Activity →
Output exactly the lines from the one containing "Question. The photo above holds the shoe" to the last line of the material, inclusive, and nothing more.

Data for the task →
# # # # #

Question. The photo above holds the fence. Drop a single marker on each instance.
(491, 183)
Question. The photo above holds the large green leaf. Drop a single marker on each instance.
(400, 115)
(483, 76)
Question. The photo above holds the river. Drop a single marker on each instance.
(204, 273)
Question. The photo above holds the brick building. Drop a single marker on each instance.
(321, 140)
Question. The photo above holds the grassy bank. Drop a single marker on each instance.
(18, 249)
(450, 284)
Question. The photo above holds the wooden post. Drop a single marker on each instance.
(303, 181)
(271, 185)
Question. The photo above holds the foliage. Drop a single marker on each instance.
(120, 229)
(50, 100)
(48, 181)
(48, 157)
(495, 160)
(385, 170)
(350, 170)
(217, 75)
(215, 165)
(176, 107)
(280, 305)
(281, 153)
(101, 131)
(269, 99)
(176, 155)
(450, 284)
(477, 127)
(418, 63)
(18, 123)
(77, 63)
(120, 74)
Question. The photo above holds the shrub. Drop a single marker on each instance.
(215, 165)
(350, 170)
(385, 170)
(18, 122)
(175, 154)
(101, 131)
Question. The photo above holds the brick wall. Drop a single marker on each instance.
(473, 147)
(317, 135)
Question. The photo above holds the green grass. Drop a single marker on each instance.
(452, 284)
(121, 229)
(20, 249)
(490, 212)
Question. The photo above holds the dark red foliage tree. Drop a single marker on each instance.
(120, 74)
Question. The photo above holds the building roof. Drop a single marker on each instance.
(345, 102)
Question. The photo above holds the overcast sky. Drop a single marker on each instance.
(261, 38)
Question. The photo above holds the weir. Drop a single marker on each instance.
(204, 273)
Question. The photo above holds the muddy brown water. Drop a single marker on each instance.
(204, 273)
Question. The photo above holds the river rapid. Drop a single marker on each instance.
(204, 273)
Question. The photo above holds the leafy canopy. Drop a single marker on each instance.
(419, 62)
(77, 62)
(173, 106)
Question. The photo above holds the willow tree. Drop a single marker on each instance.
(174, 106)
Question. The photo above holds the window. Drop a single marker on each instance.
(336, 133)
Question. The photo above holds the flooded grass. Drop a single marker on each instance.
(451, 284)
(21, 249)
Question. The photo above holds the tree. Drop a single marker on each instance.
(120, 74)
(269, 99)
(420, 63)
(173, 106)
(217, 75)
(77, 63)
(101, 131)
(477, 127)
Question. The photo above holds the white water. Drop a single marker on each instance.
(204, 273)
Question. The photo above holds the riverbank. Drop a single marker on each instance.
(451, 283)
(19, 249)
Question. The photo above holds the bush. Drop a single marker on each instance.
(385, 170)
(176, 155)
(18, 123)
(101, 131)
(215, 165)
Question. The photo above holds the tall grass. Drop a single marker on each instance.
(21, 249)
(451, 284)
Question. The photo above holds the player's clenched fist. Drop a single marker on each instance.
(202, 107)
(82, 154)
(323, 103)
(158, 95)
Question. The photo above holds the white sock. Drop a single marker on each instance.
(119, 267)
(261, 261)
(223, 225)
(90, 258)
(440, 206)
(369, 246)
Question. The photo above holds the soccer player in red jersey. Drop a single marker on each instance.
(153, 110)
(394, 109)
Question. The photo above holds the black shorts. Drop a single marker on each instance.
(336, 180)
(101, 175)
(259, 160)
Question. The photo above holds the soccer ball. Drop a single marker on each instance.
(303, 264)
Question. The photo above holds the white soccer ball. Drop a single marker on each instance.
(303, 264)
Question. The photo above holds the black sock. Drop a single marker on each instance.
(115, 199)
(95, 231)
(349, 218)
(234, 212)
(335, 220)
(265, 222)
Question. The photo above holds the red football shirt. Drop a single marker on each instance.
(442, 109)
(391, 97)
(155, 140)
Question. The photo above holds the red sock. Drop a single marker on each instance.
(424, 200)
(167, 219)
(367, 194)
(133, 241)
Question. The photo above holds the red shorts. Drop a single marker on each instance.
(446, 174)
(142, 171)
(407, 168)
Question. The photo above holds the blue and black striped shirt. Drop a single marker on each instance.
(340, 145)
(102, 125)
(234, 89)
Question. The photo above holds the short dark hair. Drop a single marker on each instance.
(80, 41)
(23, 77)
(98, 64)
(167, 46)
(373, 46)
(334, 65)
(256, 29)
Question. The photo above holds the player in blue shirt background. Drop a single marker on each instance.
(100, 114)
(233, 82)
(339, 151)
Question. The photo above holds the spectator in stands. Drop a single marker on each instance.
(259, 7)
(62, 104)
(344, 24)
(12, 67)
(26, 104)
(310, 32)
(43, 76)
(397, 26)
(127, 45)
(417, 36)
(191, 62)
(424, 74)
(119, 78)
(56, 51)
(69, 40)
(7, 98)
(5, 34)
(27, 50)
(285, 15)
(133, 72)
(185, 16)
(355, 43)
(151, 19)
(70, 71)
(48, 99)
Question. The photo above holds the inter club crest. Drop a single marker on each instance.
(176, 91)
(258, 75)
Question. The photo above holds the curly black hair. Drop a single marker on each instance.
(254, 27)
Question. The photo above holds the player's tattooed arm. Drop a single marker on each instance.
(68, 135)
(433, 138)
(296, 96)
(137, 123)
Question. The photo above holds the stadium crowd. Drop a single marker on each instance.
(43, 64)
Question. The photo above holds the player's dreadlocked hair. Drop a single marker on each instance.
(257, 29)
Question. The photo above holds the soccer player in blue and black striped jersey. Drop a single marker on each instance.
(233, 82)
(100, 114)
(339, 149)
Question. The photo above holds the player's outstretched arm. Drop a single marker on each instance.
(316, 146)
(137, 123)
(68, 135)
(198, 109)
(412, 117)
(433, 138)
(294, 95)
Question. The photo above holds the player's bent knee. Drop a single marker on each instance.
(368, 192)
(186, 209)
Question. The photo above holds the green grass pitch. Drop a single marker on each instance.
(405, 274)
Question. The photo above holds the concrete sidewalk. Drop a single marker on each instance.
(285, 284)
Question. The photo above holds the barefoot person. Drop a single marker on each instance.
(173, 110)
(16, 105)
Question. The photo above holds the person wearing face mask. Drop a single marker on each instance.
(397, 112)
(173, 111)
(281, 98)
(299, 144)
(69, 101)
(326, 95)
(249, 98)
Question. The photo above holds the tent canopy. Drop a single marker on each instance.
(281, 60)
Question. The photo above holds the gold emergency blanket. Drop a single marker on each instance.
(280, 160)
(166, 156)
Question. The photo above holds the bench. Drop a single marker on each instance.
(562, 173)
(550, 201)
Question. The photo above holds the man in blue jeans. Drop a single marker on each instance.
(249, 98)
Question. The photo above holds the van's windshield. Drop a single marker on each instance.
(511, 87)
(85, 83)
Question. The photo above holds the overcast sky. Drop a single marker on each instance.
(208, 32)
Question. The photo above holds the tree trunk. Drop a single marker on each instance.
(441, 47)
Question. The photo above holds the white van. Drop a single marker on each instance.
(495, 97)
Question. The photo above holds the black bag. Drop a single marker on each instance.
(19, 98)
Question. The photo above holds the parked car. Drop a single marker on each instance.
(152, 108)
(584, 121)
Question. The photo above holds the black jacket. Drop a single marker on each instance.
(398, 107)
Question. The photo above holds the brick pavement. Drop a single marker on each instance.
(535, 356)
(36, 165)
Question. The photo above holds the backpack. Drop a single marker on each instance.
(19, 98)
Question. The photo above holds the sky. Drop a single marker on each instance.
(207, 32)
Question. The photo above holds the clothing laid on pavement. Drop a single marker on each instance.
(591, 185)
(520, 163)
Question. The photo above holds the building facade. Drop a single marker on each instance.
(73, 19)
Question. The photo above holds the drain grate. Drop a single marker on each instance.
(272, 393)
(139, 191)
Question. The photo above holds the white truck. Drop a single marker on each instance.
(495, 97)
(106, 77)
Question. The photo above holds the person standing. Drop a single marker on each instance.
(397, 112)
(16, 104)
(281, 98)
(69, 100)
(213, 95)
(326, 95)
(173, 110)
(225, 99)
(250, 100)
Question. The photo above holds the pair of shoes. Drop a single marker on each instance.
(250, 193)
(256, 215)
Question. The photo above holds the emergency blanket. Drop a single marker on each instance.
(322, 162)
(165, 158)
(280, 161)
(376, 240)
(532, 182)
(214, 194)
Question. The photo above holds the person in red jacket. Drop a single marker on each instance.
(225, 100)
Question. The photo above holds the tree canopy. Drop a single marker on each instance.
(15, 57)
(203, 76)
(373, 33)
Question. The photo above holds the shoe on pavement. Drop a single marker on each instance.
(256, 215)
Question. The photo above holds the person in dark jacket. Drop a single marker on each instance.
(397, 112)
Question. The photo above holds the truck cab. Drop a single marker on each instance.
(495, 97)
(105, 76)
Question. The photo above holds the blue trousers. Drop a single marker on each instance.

# # # # #

Answer to this exercise →
Question. The photo above holds the shoe on pavement. Drop a single marker on each instance.
(256, 215)
Question. The photo above holds the person in dark jacket. Drop a single marker on each instance.
(397, 112)
Question. The photo above holds the truck cab. Drop a single marker on each instance.
(495, 97)
(105, 76)
Question. The photo above holds the blue trousers. Drop a single marker on each instance.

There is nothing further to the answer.